The output should match the data below line for line.

(Data entries)
______
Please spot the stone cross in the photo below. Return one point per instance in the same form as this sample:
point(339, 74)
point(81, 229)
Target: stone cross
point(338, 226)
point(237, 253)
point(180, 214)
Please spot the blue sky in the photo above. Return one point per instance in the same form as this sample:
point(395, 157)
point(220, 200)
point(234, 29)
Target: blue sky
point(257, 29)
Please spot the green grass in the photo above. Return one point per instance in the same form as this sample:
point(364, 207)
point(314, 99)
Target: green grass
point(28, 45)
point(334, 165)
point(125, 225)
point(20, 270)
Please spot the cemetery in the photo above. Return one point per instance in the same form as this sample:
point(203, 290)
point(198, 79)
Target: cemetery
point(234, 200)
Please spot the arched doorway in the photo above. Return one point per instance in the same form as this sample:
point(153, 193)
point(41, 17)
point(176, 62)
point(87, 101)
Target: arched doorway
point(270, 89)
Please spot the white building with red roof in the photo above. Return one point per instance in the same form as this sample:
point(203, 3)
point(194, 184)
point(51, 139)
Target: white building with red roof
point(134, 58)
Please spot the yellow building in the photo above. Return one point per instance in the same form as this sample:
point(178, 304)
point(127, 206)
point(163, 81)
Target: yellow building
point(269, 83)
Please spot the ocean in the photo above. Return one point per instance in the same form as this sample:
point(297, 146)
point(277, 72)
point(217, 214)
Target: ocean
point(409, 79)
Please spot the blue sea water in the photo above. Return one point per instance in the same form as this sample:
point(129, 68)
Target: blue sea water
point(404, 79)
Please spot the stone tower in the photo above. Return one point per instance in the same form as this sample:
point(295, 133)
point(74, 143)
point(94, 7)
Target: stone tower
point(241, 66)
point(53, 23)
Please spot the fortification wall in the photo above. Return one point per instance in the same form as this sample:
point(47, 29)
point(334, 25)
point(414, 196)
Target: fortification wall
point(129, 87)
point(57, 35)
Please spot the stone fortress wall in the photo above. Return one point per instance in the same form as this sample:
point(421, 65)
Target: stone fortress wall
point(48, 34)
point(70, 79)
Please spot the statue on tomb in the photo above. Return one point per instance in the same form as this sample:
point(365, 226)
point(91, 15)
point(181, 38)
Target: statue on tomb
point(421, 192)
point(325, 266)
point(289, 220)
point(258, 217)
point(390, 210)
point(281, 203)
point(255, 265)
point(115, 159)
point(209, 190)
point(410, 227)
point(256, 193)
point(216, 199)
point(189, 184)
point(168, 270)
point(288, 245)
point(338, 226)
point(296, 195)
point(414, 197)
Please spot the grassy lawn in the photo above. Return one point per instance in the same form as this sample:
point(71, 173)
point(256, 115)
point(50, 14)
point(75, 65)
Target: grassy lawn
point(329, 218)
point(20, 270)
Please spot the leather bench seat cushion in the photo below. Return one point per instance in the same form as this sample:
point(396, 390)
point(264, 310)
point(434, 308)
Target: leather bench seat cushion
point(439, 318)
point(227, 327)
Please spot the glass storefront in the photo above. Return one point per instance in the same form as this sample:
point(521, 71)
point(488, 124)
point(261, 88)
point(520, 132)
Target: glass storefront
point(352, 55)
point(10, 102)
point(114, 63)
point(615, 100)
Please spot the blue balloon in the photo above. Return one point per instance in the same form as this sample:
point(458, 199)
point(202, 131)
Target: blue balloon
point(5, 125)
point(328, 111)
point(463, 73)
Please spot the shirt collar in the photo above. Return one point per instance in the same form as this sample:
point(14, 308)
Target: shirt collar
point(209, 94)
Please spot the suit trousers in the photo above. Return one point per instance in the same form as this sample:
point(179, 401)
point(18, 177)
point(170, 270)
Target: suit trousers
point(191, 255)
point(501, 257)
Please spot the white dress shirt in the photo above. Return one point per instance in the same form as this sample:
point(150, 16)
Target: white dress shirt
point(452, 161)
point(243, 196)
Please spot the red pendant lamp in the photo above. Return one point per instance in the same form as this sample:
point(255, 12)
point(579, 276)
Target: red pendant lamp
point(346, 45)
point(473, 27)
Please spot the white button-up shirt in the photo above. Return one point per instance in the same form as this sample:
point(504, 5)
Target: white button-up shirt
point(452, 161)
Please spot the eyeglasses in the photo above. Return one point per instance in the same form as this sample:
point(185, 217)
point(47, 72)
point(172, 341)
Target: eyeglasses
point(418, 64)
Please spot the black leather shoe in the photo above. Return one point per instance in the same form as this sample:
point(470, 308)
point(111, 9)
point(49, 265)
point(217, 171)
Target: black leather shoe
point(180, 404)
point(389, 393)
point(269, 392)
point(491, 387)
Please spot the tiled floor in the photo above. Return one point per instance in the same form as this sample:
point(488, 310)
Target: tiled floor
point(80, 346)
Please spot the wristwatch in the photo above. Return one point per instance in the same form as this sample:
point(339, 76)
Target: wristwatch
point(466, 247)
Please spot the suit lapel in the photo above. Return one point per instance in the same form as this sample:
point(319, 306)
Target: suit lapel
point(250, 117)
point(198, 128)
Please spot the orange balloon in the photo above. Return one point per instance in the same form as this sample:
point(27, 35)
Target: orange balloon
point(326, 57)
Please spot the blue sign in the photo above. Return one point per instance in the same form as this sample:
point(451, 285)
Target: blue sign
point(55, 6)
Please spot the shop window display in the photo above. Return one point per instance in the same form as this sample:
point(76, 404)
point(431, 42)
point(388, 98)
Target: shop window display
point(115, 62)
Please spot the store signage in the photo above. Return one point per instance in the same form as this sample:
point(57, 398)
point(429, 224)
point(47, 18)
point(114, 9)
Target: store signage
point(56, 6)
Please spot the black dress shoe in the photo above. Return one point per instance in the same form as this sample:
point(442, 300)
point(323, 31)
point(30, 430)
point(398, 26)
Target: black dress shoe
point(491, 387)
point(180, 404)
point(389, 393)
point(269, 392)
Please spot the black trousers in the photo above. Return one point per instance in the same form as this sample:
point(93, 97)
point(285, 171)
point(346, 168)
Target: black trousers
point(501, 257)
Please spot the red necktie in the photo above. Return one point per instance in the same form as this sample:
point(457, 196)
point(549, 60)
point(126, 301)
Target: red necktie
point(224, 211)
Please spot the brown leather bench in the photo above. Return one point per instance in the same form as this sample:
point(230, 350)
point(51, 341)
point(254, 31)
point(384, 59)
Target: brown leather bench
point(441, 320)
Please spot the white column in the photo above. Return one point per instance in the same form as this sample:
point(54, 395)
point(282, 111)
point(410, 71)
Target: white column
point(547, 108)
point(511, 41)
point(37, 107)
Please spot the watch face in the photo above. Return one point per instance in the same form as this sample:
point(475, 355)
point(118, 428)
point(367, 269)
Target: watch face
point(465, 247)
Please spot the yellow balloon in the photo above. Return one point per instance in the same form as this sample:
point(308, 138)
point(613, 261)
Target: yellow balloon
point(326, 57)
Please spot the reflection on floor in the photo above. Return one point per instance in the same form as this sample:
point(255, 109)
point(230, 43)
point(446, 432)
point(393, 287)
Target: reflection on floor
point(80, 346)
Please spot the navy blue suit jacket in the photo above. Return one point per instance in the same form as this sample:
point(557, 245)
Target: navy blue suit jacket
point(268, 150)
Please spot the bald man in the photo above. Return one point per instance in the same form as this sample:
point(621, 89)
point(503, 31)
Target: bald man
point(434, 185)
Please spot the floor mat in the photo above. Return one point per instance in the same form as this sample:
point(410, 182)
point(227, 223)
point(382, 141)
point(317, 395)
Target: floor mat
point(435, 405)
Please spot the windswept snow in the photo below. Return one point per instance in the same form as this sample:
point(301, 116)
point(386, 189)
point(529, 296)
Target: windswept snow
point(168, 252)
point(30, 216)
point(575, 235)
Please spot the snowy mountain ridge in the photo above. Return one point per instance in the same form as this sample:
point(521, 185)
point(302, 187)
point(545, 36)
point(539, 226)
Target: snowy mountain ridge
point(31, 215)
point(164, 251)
______
EXERCISE SOLUTION ▸
Please spot the stone cross in the photo below. Return one point per instance in the same form as this sample:
point(339, 74)
point(81, 229)
Target: stone cross
point(338, 226)
point(237, 253)
point(180, 214)
Please spot the blue sky in the photo above. Return one point per instance in the same form as this sample:
point(395, 157)
point(220, 200)
point(234, 29)
Target: blue sky
point(257, 29)
Please spot the green grass in the photo above. Return one point per instance in the same form as this sample:
point(364, 207)
point(314, 99)
Target: green grass
point(28, 45)
point(334, 165)
point(125, 225)
point(20, 270)
Please spot the cemetery in the photo above. Return one point per instance in the same form as this sample:
point(203, 290)
point(198, 79)
Target: cemetery
point(234, 200)
Please spot the arched doorway in the photo above. Return one point per instance in the same form as this sample:
point(153, 193)
point(41, 17)
point(176, 62)
point(87, 101)
Target: arched doorway
point(270, 89)
Please spot the white building with red roof in the photo above. Return one point per instance in the same form as this sample:
point(203, 3)
point(194, 184)
point(51, 139)
Target: white building with red roof
point(134, 58)
Please spot the yellow building in the photo above. Return one point per instance in the same form as this sample:
point(178, 304)
point(127, 206)
point(163, 81)
Target: yellow building
point(269, 83)
Please spot the ocean in the photo above. Return one point per instance in the same form as this sample:
point(297, 146)
point(277, 72)
point(217, 214)
Target: ocean
point(409, 79)
Please spot the blue sea water in the photo above. Return one point per instance in the same form as this sample:
point(129, 68)
Target: blue sea water
point(404, 79)
Please spot the stone tower in the photo above. Return one point per instance in the same form as this sample:
point(295, 133)
point(74, 143)
point(94, 7)
Target: stone tower
point(241, 66)
point(53, 23)
Please spot the fortification wall in the photo above. Return one point per instance in the same form as this sample:
point(47, 29)
point(334, 25)
point(414, 196)
Target: fortification wall
point(129, 87)
point(57, 35)
Please spot the stone fortress wall in the photo above. Return one point per instance in the same form as this sample:
point(421, 65)
Target: stone fortress wall
point(48, 34)
point(70, 79)
Please spot the statue on tomb in the photo above. Return one point per instance in the same form as this sample:
point(365, 226)
point(91, 15)
point(181, 38)
Target: statue on tomb
point(421, 192)
point(325, 266)
point(289, 220)
point(258, 217)
point(390, 210)
point(281, 203)
point(255, 265)
point(115, 159)
point(209, 190)
point(410, 227)
point(256, 193)
point(216, 199)
point(189, 184)
point(168, 270)
point(288, 245)
point(338, 226)
point(296, 195)
point(414, 197)
Please spot the grassy lawn in the photo above. Return one point per instance in the same form as this sample:
point(71, 173)
point(256, 115)
point(50, 14)
point(75, 65)
Target: grassy lawn
point(329, 218)
point(20, 270)
Please spot the leather bench seat cushion in the photo below. Return one point per instance in the same form as this sample:
point(396, 390)
point(264, 310)
point(434, 308)
Target: leather bench seat cushion
point(439, 318)
point(227, 327)
Please spot the glass storefront in the photo above. Return one point per instance in the same form as this sample:
point(521, 71)
point(488, 124)
point(261, 88)
point(520, 132)
Target: glass storefront
point(352, 55)
point(10, 102)
point(114, 63)
point(615, 100)
Please spot the blue balloon in the photo above. Return one point per instance in the same form as this sample:
point(458, 199)
point(202, 131)
Target: blue balloon
point(5, 125)
point(328, 111)
point(463, 73)
Please spot the shirt collar in the photo above. Return one point per instance in the same form as this sample:
point(14, 308)
Target: shirt collar
point(209, 94)
Please spot the suit trousers in the photo above. Return one point per instance in the same form as this sample:
point(179, 401)
point(18, 177)
point(170, 270)
Target: suit trousers
point(191, 255)
point(501, 257)
Please spot the white dress shirt in the photo above. Return one point per instance in the same form as this sample:
point(150, 16)
Target: white dress shirt
point(452, 161)
point(243, 196)
Please spot the red pendant lamp in the photo above. Return one point per instance in the same form as this sample:
point(255, 12)
point(579, 276)
Target: red pendant lamp
point(346, 45)
point(473, 27)
Please spot the white button-up shirt in the photo above. Return one point per instance in the same form as this sample:
point(504, 5)
Target: white button-up shirt
point(452, 161)
Please spot the eyeglasses in the photo above. Return one point per instance in the same form as this sample:
point(185, 217)
point(47, 72)
point(172, 341)
Target: eyeglasses
point(418, 64)
Please spot the black leather shoe in the photo above. Return one point per instance in the same form as this sample:
point(470, 308)
point(111, 9)
point(49, 265)
point(217, 171)
Target: black leather shoe
point(180, 404)
point(389, 393)
point(269, 392)
point(491, 387)
Please spot the tiled floor in the photo above. Return one point per instance in the same form as this sample:
point(488, 310)
Target: tiled floor
point(80, 346)
Please spot the wristwatch in the photo above. Return one point per instance in the same form as this sample:
point(339, 76)
Target: wristwatch
point(466, 247)
Please spot the suit lapel in the photo above. Return one point per instance in the same form as this sample:
point(319, 306)
Target: suit lapel
point(250, 117)
point(198, 128)
Please spot the orange balloon in the photo above. Return one point per instance in the same form as this sample:
point(27, 35)
Target: orange balloon
point(326, 57)
Please spot the blue sign in the photo above. Return one point per instance in the same form as this sample:
point(451, 285)
Target: blue sign
point(55, 6)
Please spot the shop window display in the photo above. Return one point per instance in the same form as this sample:
point(76, 404)
point(431, 42)
point(388, 98)
Target: shop window display
point(115, 62)
Please spot the store signage in the photo above. Return one point per instance in the same form as this sample:
point(57, 398)
point(429, 224)
point(47, 18)
point(114, 9)
Target: store signage
point(56, 6)
Please spot the black dress shoe in the photo above. Return one point per instance in the same form as this sample:
point(442, 300)
point(323, 31)
point(30, 430)
point(398, 26)
Target: black dress shoe
point(491, 387)
point(180, 404)
point(389, 393)
point(269, 392)
Please spot the black trousers in the photo above. Return one point per instance in the same form as this sample:
point(93, 97)
point(285, 171)
point(346, 168)
Target: black trousers
point(501, 257)
Please spot the red necktie in the photo above. Return one point per instance in the same form as this sample:
point(457, 196)
point(549, 60)
point(126, 301)
Target: red necktie
point(224, 211)
Please spot the brown leather bench in the photo above. Return one point per instance in the same form as this sample:
point(230, 350)
point(51, 341)
point(254, 31)
point(384, 59)
Target: brown leather bench
point(441, 320)
Please spot the white column in the photo above. Return one point per instance in the same form as this sample:
point(54, 395)
point(282, 111)
point(410, 71)
Target: white column
point(547, 108)
point(511, 41)
point(37, 107)
Please spot the watch face in the photo above. Return one point per instance in the same form as this sample:
point(475, 355)
point(118, 428)
point(367, 269)
Target: watch face
point(465, 247)
Please spot the yellow balloon in the photo above. Return one point per instance in the same form as this sample:
point(308, 138)
point(613, 261)
Target: yellow balloon
point(326, 57)
Please spot the reflection on floor in the photo above. Return one point per instance in the same form as this sample:
point(255, 109)
point(230, 43)
point(446, 432)
point(393, 287)
Target: reflection on floor
point(80, 346)
Please spot the navy blue suit jacket in the photo above. Return one point per instance in the same form as this sample:
point(557, 245)
Target: navy blue suit jacket
point(268, 150)
Please spot the bald man in the photo above. Return one point per instance in the same form as this sample:
point(621, 89)
point(503, 31)
Target: bald man
point(434, 185)
Please spot the floor mat in the photo above. Return one point per instance in the same form as this sample:
point(410, 182)
point(227, 223)
point(382, 141)
point(317, 395)
Target: floor mat
point(435, 405)
Please spot the windswept snow in the photo below. Return one point per instance in the same form as this sample:
point(301, 116)
point(386, 189)
point(529, 296)
Target: windswept snow
point(168, 252)
point(30, 216)
point(575, 235)
Please spot the snowy mountain ridge in the photo above. Return one point per instance in the same form as this sample:
point(521, 185)
point(302, 187)
point(545, 36)
point(539, 226)
Target: snowy mountain ridge
point(31, 215)
point(164, 251)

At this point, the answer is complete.